TO BE DONE
Pick out every line of the material below that contains the string "largest", and copy each one. Case counts.

[start DATA FOR PROCESSING]

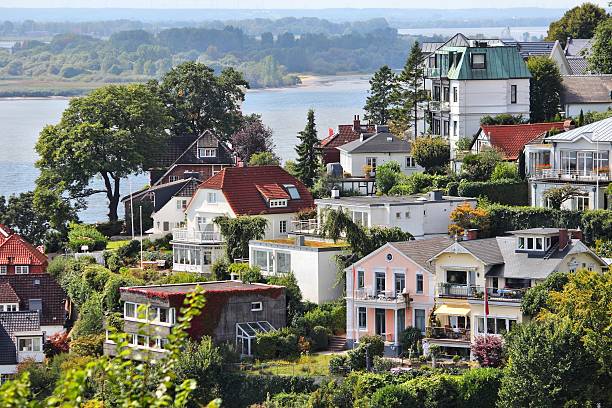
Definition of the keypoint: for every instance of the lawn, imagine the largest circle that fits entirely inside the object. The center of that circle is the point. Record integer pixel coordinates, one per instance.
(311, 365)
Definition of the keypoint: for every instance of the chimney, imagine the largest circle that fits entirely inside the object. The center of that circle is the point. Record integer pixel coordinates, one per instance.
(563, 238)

[end DATA FOR PROCESSING]
[start DATA FOR PROCESSING]

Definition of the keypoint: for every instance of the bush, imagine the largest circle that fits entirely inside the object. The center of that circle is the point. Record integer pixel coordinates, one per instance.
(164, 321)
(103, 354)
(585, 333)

[end DATA FOR PROCESSING]

SOLUTION TO THIS TASK
Definition of the keypoint: for every instance of the lawn, imagine the largest circle that fits entirely inside the object. The center of that circle is the point. Record integer pixel coordinates, one per instance.
Definition of the keypoint: for every instance of the chimney, imagine the largest circle that fits entirely inside the object. The center of that circle is the point. Record integer pixel coordinates, one per instance.
Definition of the keypoint: for every instance of the bush, imagine the largest circle that fits entirely inside the object. The center of that circle is the point. Record integer pixel coordinates, one per instance.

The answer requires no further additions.